Data of labeled points —
(begin)
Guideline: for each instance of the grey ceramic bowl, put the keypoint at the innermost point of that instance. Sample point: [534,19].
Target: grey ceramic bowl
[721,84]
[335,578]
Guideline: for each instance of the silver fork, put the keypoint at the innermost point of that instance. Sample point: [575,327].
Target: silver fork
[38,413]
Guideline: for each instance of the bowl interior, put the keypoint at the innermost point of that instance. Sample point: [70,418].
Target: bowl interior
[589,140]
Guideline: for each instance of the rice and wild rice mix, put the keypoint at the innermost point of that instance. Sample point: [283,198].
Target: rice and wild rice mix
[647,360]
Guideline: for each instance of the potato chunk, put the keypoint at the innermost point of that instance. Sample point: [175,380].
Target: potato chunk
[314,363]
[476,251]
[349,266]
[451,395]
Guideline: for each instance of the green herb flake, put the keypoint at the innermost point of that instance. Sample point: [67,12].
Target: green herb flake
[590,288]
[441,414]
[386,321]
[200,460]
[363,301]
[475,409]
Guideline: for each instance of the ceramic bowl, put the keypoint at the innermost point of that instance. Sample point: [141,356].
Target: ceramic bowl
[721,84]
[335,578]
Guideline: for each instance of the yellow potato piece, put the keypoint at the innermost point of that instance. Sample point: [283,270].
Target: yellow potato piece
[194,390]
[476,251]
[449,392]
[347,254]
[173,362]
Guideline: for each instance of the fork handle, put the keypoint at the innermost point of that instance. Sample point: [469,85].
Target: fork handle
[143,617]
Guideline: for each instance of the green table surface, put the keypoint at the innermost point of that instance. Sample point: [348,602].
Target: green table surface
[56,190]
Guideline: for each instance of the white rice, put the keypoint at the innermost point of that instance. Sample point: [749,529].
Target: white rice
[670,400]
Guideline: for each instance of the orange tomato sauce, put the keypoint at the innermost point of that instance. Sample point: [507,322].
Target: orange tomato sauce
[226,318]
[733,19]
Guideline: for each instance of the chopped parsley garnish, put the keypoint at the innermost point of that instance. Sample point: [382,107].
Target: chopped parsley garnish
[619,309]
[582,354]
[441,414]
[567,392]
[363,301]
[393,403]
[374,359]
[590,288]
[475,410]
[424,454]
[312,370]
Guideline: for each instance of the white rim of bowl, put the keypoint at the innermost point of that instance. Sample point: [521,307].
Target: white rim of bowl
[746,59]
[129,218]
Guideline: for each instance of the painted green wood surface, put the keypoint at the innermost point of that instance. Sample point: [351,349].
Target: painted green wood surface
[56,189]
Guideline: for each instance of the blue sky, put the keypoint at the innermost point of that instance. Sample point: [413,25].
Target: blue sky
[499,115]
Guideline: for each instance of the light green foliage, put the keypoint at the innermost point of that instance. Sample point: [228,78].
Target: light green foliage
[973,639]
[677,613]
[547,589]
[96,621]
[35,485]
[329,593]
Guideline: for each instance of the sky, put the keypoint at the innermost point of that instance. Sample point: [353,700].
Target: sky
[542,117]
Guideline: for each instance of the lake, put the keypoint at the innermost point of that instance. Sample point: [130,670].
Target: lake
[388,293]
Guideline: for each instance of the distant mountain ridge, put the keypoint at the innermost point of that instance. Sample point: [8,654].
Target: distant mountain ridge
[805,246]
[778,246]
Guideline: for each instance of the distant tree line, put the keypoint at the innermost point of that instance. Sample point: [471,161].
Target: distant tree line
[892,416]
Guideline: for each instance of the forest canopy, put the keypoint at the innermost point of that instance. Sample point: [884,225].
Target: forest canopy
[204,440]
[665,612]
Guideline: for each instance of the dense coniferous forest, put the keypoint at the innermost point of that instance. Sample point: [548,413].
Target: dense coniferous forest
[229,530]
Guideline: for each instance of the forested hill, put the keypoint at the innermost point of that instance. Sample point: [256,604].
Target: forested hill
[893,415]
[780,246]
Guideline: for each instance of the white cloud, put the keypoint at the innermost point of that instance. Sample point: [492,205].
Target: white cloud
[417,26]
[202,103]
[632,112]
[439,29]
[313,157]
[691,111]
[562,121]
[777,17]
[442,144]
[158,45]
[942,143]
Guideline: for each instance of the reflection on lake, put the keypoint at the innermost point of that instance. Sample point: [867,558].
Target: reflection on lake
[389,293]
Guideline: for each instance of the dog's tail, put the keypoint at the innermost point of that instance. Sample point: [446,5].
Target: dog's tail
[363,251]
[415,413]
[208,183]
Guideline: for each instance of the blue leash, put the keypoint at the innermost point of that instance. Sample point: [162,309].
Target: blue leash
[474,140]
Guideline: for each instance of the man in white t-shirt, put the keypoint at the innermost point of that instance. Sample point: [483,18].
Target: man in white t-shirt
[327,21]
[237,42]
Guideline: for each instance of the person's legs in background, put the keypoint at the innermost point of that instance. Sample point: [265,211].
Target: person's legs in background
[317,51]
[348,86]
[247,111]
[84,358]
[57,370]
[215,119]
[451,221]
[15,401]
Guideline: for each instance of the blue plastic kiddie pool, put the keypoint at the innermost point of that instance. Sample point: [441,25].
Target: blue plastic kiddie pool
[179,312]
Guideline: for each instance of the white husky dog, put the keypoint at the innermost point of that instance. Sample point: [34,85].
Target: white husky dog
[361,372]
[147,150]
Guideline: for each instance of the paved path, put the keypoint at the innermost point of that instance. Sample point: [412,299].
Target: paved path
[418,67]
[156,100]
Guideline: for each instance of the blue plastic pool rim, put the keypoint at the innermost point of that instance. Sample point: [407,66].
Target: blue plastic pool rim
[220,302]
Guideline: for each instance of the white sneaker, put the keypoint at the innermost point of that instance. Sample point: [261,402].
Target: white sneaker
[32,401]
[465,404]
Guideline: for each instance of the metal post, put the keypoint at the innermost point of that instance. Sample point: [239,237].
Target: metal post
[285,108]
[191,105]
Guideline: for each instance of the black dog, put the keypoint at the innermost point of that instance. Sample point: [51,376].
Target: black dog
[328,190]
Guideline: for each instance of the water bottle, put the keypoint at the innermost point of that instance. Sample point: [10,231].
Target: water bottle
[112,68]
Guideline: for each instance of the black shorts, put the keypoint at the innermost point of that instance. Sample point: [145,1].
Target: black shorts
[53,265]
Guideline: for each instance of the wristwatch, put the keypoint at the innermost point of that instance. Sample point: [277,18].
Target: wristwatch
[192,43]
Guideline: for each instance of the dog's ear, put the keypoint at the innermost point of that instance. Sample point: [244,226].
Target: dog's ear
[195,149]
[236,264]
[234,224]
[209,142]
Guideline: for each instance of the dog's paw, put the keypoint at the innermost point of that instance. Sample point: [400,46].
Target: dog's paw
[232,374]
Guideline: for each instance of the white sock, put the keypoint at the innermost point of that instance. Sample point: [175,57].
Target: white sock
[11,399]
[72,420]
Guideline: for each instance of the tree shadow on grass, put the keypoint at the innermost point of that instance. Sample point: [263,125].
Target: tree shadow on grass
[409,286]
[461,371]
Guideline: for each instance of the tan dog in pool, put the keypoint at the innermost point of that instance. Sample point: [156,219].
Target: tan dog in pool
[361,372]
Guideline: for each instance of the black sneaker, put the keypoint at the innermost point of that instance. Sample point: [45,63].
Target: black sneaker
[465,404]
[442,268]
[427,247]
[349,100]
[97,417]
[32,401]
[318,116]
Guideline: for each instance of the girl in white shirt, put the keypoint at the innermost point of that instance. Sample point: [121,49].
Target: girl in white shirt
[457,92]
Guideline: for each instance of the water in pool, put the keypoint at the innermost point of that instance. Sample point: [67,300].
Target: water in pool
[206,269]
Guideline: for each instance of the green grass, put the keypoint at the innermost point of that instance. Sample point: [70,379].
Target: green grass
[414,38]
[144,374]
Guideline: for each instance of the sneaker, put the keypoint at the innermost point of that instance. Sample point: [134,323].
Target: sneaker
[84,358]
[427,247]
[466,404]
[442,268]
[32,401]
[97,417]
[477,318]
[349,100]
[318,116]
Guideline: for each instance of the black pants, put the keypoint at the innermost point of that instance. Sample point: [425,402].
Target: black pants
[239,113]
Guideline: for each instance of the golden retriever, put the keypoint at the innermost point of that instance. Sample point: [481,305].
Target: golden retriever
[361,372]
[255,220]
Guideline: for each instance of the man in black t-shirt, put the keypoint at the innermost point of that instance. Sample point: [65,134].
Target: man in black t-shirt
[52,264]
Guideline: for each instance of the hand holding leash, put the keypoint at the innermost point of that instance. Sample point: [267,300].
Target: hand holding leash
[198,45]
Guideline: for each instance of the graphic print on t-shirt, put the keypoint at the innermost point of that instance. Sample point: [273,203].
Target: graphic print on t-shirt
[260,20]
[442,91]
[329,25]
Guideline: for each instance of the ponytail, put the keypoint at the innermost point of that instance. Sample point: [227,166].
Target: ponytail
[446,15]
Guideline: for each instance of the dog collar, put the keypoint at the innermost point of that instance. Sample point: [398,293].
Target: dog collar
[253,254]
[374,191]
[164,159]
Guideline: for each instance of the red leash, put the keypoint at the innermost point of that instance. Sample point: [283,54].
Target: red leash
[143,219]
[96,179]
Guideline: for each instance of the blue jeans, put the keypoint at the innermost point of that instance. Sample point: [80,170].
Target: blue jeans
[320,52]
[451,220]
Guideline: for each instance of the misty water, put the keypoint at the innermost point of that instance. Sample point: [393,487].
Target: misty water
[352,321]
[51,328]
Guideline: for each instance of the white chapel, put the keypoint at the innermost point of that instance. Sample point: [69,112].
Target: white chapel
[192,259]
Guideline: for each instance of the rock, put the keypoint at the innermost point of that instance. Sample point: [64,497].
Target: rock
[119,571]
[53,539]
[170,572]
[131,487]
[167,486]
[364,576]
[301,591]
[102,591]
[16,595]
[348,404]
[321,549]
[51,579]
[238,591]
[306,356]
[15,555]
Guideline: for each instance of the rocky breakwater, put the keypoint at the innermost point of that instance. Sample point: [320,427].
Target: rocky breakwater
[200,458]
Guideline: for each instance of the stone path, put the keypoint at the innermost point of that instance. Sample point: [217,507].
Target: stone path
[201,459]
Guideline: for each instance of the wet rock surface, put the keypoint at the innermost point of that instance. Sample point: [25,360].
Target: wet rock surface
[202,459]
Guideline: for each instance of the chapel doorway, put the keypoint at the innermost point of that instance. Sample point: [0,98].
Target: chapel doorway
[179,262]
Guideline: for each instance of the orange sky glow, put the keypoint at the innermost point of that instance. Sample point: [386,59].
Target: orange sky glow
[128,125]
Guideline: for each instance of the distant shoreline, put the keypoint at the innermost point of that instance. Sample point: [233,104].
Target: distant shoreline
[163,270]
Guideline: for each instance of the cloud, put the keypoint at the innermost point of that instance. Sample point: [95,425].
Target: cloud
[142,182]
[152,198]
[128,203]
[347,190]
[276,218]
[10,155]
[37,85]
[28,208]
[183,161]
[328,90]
(end)
STATED TASK — Starting with the line that contains "Guideline: for each instance of the white chapel, put" and going on through the end of the data, switch "breakwater" to "jetty" and leave everything else unchanged. Write out only those lines.

FINAL RESULT —
Guideline: for each instance of the white chapel, put the keypoint at the innermost point of that instance. Sample point: [69,112].
Target: white chapel
[192,259]
Guideline: for each instance of the rock, put the keypoint at the innermost point of that instance. Sample point: [64,497].
Target: rock
[119,571]
[53,539]
[170,572]
[131,487]
[167,486]
[364,576]
[301,591]
[102,591]
[16,595]
[348,404]
[321,549]
[51,579]
[238,591]
[306,356]
[15,555]
Guideline: for each instance of the rocky jetty, put the keypoint at the innermost point of that instance. Sample point: [320,427].
Target: rocky jetty
[200,458]
Guideline: for each instance of the stone path, put the keypoint at the innermost point of that instance. Sample point: [217,507].
Target: stone path
[201,459]
Guideline: for each instance of the wet rock surface, put the keypoint at the innermost point of that instance. Sample point: [25,360].
Target: wet rock surface
[202,459]
Guideline: for each instance of the chapel doorway, put the keypoint at the innermost point of that instance. Sample point: [0,98].
Target: chapel doorway
[179,262]
Guideline: for each instance of the orange sky glow, put the keypoint at the innermost point of that instance. Sample point: [386,59].
Target: orange sky glow
[128,125]
Guideline: for each instance of the distant shoreline, put the keypoint at the innermost point of that instance. Sample point: [233,104].
Target: distant shoreline
[163,270]
Guideline: for each instance of the cloud, put the keypoint at the innermost point of that instance. Sample point: [95,425].
Target: cloud
[142,182]
[152,198]
[128,203]
[347,190]
[276,218]
[10,155]
[37,85]
[28,208]
[183,161]
[328,90]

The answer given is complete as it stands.